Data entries
# # # # # # #
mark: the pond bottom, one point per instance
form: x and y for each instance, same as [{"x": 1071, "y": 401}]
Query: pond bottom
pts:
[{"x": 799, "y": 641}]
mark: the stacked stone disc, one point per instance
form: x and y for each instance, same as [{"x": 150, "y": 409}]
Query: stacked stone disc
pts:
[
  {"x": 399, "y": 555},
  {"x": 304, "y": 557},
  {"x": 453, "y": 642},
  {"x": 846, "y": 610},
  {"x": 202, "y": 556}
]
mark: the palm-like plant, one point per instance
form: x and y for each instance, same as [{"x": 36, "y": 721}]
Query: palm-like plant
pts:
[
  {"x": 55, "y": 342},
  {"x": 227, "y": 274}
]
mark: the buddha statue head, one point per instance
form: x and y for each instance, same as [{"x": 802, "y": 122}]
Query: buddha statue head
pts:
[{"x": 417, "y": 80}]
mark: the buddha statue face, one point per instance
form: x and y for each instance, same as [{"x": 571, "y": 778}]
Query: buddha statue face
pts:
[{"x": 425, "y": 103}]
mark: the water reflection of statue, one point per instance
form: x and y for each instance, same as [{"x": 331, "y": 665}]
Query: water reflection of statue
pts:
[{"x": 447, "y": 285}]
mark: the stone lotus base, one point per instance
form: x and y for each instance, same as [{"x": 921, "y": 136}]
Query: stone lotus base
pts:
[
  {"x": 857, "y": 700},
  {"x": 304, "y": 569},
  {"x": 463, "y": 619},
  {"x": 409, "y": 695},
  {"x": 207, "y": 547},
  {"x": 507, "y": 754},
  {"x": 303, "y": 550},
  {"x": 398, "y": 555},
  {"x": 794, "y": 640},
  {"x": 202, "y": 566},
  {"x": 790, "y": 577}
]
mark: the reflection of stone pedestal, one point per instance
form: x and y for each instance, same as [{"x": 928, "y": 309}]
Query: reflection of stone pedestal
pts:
# # # # # # #
### Written request
Copy the whole listing above line for line, without changing any character.

### Answer below
mark: the pond bottom, one point per instance
form: x and y for each instance, same as [{"x": 1071, "y": 401}]
Query: pond bottom
pts:
[{"x": 799, "y": 641}]
mark: the stacked stone disc, one point per instance
form: x and y for each instance, same as [{"x": 150, "y": 409}]
Query: stacked stone disc
pts:
[
  {"x": 399, "y": 555},
  {"x": 304, "y": 557},
  {"x": 453, "y": 642},
  {"x": 846, "y": 610},
  {"x": 202, "y": 556}
]
mark: the palm-like plant, one point per instance
form: x and y for each instance, same as [{"x": 36, "y": 721}]
Query: palm-like plant
pts:
[
  {"x": 55, "y": 342},
  {"x": 227, "y": 274}
]
mark: the buddha statue head, one point per instance
form: x and y for each instance, same as [{"x": 802, "y": 122}]
Query: buddha statue head
pts:
[{"x": 417, "y": 80}]
mark: the buddha statue face, one point per instance
form: x and y for each instance, same as [{"x": 571, "y": 778}]
Query: buddha statue face
pts:
[{"x": 425, "y": 103}]
mark: the water reflection of statue, one point per instance
form: x and y for each instance, same as [{"x": 331, "y": 665}]
Query: water reflection of statue
pts:
[{"x": 447, "y": 285}]
mark: the stone lotus base, one point per instance
form: x and y for each instance, same as [{"x": 921, "y": 136}]
Query: stone lotus base
pts:
[
  {"x": 857, "y": 700},
  {"x": 304, "y": 569},
  {"x": 463, "y": 619},
  {"x": 409, "y": 695},
  {"x": 207, "y": 547},
  {"x": 507, "y": 754},
  {"x": 303, "y": 550},
  {"x": 398, "y": 555},
  {"x": 794, "y": 640},
  {"x": 202, "y": 566},
  {"x": 790, "y": 577}
]
mark: the reflection of stone pedestal, one point per instance
form: x and y for each instance, same as [{"x": 928, "y": 309}]
Query: reflection of stone pedestal
pts:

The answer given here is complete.